## begin
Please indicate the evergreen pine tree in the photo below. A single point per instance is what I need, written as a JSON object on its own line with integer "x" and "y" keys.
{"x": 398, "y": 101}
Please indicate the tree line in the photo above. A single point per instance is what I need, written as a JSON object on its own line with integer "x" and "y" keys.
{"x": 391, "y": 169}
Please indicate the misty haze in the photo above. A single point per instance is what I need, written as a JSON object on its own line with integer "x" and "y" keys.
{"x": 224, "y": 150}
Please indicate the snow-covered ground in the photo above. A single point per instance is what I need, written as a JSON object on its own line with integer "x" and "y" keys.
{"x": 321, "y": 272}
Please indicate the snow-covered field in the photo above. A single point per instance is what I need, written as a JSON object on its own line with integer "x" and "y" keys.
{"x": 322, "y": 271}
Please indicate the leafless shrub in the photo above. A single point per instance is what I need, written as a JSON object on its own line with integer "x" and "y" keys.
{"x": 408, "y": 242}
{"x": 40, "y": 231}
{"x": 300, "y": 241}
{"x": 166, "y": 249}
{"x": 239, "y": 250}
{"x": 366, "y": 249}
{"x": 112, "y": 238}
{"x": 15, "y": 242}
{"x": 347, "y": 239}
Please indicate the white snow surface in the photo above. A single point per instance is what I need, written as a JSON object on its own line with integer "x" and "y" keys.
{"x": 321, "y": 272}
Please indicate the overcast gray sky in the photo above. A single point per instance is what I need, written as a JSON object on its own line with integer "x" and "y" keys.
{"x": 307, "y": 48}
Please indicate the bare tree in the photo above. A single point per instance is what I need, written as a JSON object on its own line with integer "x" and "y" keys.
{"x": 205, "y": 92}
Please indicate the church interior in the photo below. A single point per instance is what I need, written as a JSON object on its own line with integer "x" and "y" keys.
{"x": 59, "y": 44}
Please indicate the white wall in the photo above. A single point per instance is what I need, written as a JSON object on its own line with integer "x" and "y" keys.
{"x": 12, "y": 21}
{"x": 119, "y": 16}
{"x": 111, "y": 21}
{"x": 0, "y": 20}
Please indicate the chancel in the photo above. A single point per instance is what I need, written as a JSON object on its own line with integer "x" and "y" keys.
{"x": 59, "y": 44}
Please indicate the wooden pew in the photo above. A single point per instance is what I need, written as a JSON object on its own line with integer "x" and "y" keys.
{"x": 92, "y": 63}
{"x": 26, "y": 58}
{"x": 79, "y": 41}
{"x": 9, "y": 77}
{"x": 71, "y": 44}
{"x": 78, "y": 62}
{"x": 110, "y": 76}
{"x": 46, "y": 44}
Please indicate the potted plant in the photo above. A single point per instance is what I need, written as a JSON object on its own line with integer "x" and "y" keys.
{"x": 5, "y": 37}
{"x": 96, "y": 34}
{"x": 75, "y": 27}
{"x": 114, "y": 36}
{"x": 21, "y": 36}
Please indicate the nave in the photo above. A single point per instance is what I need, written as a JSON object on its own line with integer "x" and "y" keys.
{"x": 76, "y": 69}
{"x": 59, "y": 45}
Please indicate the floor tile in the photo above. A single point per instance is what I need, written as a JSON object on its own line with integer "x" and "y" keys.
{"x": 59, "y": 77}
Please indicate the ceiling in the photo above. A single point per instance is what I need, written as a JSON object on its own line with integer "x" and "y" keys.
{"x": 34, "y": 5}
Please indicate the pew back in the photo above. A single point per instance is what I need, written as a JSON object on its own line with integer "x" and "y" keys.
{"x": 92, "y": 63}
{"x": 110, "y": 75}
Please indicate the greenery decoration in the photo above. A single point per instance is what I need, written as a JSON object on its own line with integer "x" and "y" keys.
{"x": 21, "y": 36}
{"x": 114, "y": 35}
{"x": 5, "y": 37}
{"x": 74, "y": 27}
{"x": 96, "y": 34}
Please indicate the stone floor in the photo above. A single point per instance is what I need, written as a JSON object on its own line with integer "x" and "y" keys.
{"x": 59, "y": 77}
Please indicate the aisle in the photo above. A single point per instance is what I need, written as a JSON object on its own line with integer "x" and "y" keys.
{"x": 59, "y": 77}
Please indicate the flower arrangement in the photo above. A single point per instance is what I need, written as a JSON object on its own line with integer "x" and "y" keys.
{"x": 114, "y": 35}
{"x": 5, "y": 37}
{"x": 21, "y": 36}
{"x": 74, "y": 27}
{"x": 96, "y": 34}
## end
STATED EXERCISE:
Rewrite everything from the line containing "Please indicate the nave" down to the final line of the entries above, requests included, and add 139 to every coordinate in the answers.

RESPONSE FOR THIS EXERCISE:
Please indicate the nave in the photo above. A single point per instance is what I need, written as a JSON object on its own line with integer "x" and "y" keys.
{"x": 215, "y": 208}
{"x": 198, "y": 184}
Please indicate the floor tile in the photo above. A single point per instance is what I need, written as a JSON object on its own line with integer "x" and "y" keys.
{"x": 198, "y": 216}
Please indicate the ceiling in the photo above. A single point per instance is what I need, written as a JSON object on its own line with integer "x" and "y" keys.
{"x": 173, "y": 144}
Please indicate the pew back in the photo above. A single point per instance is what I need, written as a JSON object on its own line with integer "x" and "y" keys.
{"x": 231, "y": 202}
{"x": 249, "y": 214}
Please indicate the greenery decoration in the photo above. A single point per instance is what I need, written as a JSON object on its own line with integer "x" and "y" keys.
{"x": 160, "y": 175}
{"x": 253, "y": 174}
{"x": 144, "y": 176}
{"x": 213, "y": 166}
{"x": 235, "y": 173}
Please indicate the stone floor in the photo above. A single point per instance is what I need, written as a JSON object on its own line with integer "x" and "y" keys.
{"x": 198, "y": 216}
Please indicate the aisle in the photo above. A single point per instance is what I need, written as a JSON object on its own line with integer "x" and "y" keys.
{"x": 198, "y": 216}
Please indicate the flower arrangement in the photo above. A single point per instance is what I need, written as a JSON object on its own line with integer "x" and "y" keys.
{"x": 253, "y": 174}
{"x": 144, "y": 176}
{"x": 160, "y": 175}
{"x": 213, "y": 166}
{"x": 235, "y": 173}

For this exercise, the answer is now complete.